Short problem:
Arrange every line of the rows below as a Markdown table with two columns, Number and Line, skipping any blank lines.
-----
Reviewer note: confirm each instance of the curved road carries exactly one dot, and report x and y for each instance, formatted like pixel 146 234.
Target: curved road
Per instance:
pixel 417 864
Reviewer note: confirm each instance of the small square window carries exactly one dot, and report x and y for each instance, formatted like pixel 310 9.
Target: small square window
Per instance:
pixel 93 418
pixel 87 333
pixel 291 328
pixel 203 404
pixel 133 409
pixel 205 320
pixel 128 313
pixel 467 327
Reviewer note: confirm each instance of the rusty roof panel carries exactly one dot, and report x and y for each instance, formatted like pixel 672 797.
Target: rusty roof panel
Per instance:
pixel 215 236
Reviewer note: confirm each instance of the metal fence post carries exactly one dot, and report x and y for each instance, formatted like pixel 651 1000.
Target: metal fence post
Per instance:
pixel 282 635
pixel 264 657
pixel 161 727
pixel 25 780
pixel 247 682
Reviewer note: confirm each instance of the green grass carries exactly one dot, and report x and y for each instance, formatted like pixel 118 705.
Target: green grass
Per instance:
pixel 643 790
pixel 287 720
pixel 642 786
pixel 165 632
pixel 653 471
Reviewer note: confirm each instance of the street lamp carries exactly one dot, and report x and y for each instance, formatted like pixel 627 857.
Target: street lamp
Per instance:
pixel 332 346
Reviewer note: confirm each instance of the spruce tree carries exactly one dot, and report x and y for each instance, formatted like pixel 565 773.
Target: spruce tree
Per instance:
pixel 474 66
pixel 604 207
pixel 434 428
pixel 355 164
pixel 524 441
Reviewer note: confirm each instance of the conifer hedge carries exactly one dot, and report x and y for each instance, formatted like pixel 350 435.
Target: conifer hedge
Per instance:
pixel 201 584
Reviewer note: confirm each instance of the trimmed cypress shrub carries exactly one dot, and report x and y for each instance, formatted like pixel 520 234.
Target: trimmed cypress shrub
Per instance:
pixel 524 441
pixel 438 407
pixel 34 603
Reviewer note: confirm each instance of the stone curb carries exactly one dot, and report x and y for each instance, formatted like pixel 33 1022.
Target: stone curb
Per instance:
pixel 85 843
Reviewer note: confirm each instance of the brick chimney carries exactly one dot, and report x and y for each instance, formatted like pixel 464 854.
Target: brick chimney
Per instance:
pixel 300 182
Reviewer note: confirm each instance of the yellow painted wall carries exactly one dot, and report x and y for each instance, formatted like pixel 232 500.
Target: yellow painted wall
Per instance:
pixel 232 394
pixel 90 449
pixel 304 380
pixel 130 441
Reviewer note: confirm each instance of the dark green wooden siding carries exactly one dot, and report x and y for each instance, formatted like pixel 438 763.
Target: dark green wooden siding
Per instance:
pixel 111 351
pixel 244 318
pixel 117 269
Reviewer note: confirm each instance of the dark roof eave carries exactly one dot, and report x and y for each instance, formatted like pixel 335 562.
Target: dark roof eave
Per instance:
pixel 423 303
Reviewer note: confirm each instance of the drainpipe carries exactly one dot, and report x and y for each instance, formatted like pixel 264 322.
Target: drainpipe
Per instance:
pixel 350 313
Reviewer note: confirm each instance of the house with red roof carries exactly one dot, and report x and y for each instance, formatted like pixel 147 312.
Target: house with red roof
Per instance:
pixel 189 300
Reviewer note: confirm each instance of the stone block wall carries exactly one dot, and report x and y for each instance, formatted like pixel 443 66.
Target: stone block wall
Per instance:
-----
Solved exercise:
| Number | Line |
|---|---|
| 1 | Reviewer note: confirm each instance of the curved road carries exactly one dot, and report x and y for each instance, formatted like pixel 146 234. |
| 2 | Target: curved road |
| 3 | Per instance: |
| 4 | pixel 417 864 |
| 5 | Reviewer note: confirm each instance of the small square window carries exactly one dot, and report x and y for each instance, formatted like pixel 310 9. |
| 6 | Target: small square window |
| 7 | Per instance: |
| 8 | pixel 93 418 |
| 9 | pixel 87 333 |
| 10 | pixel 291 328 |
| 11 | pixel 203 404 |
| 12 | pixel 133 409 |
| 13 | pixel 205 320 |
| 14 | pixel 128 313 |
| 15 | pixel 467 327 |
| 16 | Reviewer note: confirm each instance of the rusty roof panel carries exactly one dot, and report x and y for each instance, formatted like pixel 672 797. |
| 17 | Target: rusty roof panel |
| 18 | Per instance: |
| 19 | pixel 215 236 |
| 20 | Reviewer note: confirm each instance of the metal fence post carries exactly one dot, and report x and y for each instance, formatted like pixel 651 1000. |
| 21 | Target: metal fence post |
| 22 | Per instance: |
| 23 | pixel 282 635 |
| 24 | pixel 264 657 |
| 25 | pixel 161 727 |
| 26 | pixel 25 780 |
| 27 | pixel 247 682 |
| 28 | Reviewer note: confirm each instance of the green grass carries exactly one dot, and report x and y for each instance, formatted like pixel 118 705. |
| 29 | Target: green grass |
| 30 | Per instance: |
| 31 | pixel 643 790 |
| 32 | pixel 287 720 |
| 33 | pixel 642 786 |
| 34 | pixel 165 632 |
| 35 | pixel 653 471 |
| 36 | Reviewer note: confirm each instance of the street lamp carries exactly one dot, and report x and y for each instance, formatted like pixel 627 857. |
| 37 | Target: street lamp |
| 38 | Per instance: |
| 39 | pixel 332 346 |
| 40 | Reviewer note: confirm each instance of the spruce tree carries exactly one dot, and report x and y for each instance, formatted like pixel 565 773. |
| 41 | Target: spruce tree |
| 42 | Per instance: |
| 43 | pixel 474 66 |
| 44 | pixel 604 207 |
| 45 | pixel 434 428 |
| 46 | pixel 355 164 |
| 47 | pixel 524 441 |
| 48 | Reviewer note: confirm each instance of the conifer hedge carries exactly one dot, and report x and y for each instance, formatted like pixel 350 435. |
| 49 | Target: conifer hedge |
| 50 | Per instance: |
| 51 | pixel 201 584 |
| 52 | Reviewer note: confirm each instance of the trimmed cypress shrub carries exactly one dot, and report x and y for each instance, formatted like pixel 520 234. |
| 53 | Target: trimmed cypress shrub |
| 54 | Per instance: |
| 55 | pixel 524 441 |
| 56 | pixel 438 407 |
| 57 | pixel 34 603 |
| 58 | Reviewer note: confirm each instance of the stone curb carries exactly one dot, and report x and y for each instance, formatted like pixel 33 1022. |
| 59 | Target: stone curb |
| 60 | Per instance: |
| 61 | pixel 85 843 |
| 62 | Reviewer note: confirm each instance of the brick chimney carries exactly one dot, and report x and y for each instance, formatted like pixel 464 854. |
| 63 | Target: brick chimney |
| 64 | Per instance: |
| 65 | pixel 300 182 |
| 66 | Reviewer note: confirm each instance of the yellow painted wall carries exactly one dot, and report x and y for each instance, formatted like pixel 232 500. |
| 67 | Target: yellow painted wall |
| 68 | Per instance: |
| 69 | pixel 232 394 |
| 70 | pixel 90 449 |
| 71 | pixel 304 380 |
| 72 | pixel 130 441 |
| 73 | Reviewer note: confirm each instance of the dark green wooden siding carries exactly one dot, and report x and y for each instance, formatted like pixel 438 763. |
| 74 | Target: dark green wooden siding |
| 75 | Per instance: |
| 76 | pixel 111 351 |
| 77 | pixel 244 318 |
| 78 | pixel 117 269 |
| 79 | Reviewer note: confirm each instance of the dark roof eave carries exactly one dot, and report x and y for each instance, formatted like pixel 335 562. |
| 80 | Target: dark roof eave |
| 81 | Per instance: |
| 82 | pixel 423 303 |
| 83 | Reviewer note: confirm each instance of the drainpipe carries exactly one dot, and report x and y for each instance, formatted like pixel 264 322. |
| 84 | Target: drainpipe |
| 85 | Per instance: |
| 86 | pixel 350 313 |
| 87 | Reviewer note: confirm each instance of the house with red roof carries exactly one dot, and report x and y for each instance, formatted like pixel 147 312. |
| 88 | Target: house with red roof |
| 89 | Per instance: |
| 90 | pixel 189 300 |
| 91 | Reviewer note: confirm each instance of the stone block wall carries exactly one dot, and report x and y for each instance, formatted like pixel 443 66. |
| 92 | Target: stone block wall |
| 93 | Per instance: |